▶ Task details: In your answer, print every record exactly as it is written.

▶ Material provided:
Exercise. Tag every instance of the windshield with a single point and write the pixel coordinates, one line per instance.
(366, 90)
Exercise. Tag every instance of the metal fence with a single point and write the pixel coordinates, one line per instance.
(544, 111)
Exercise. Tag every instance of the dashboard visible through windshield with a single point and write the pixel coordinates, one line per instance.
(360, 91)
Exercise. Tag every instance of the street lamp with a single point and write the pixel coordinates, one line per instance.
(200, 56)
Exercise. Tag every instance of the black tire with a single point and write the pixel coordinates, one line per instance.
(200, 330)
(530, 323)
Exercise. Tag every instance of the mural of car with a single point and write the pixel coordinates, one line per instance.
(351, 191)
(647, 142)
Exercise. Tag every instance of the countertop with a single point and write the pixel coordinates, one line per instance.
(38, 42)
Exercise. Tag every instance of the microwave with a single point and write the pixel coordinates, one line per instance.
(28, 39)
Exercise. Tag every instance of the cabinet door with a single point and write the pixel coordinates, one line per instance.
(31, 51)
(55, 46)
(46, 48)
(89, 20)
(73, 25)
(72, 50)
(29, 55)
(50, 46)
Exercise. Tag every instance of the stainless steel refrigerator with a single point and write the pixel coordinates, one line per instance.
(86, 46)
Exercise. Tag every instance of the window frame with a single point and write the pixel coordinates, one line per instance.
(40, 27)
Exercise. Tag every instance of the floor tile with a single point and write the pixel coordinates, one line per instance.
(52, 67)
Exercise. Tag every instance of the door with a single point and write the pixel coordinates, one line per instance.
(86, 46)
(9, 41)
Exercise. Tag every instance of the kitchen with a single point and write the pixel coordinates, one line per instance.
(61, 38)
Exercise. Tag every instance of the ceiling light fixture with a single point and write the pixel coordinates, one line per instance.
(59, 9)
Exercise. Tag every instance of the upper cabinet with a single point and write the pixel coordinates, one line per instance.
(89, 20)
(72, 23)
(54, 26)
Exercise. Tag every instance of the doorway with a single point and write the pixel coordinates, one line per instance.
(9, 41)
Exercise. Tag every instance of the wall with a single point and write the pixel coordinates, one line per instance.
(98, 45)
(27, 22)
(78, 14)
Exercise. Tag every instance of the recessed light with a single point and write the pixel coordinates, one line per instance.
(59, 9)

▶ Your solution:
Exercise. Tag every instance of the windshield with a single point and write the pixel coordinates, one line per instance.
(366, 90)
Exercise. Tag every instance of the metal fence with a single point and write the pixel coordinates, one line per instance.
(544, 111)
Exercise. Tag every instance of the dashboard visible through windshield with a single point and write the pixel coordinates, one line per instance.
(360, 91)
Exercise. Tag every instance of the street lamp with a single point and write the pixel coordinates, one line per instance.
(200, 56)
Exercise. Tag every instance of the black tire with a single point and write the pixel coordinates, one line per instance.
(200, 330)
(530, 323)
Exercise. Tag every instance of the mural of car with a single point and write the pixel coordinates, one line per instance.
(351, 191)
(647, 142)
Exercise. Tag every instance of the countertop with a single point and write the pixel coordinates, one line per instance.
(38, 42)
Exercise. Tag every instance of the microwave with a single point and write the pixel coordinates, one line per instance.
(28, 39)
Exercise. Tag every instance of the cabinet door with a single point and write the pixel coordinates, one line per instance.
(31, 51)
(55, 46)
(46, 48)
(89, 20)
(73, 25)
(72, 50)
(29, 55)
(50, 46)
Exercise. Tag every instance of the stainless steel refrigerator with a single point and write the pixel coordinates, one line per instance.
(86, 46)
Exercise. Tag every instance of the window frame with a single point and write the pixel coordinates, one line per instance.
(40, 27)
Exercise. Tag every instance of the floor tile with a single point and write the pixel coordinates, one line per instance.
(52, 67)
Exercise. Tag every instance of the door with a single point and write the pixel coordinates, one line per instance.
(86, 46)
(9, 41)
Exercise. Tag every instance of the kitchen with a single point and write the pixel coordinates, one line per instance.
(61, 38)
Exercise. Tag every instance of the ceiling light fixture with a single point and write the pixel coordinates, one line per instance.
(59, 9)
Exercise. Tag every instance of the upper cabinet with a single point and write the pixel coordinates, one line per instance.
(89, 20)
(72, 23)
(54, 26)
Exercise. Tag every instance of the doorway with a single point and write the pixel coordinates, one line per instance.
(9, 41)
Exercise. Tag every instance of the wall with a single point and write the pixel coordinates, one line per instance.
(98, 45)
(27, 22)
(78, 14)
Exercise. Tag every instance of the recessed light with a single point and write the pixel coordinates, one line per instance.
(59, 9)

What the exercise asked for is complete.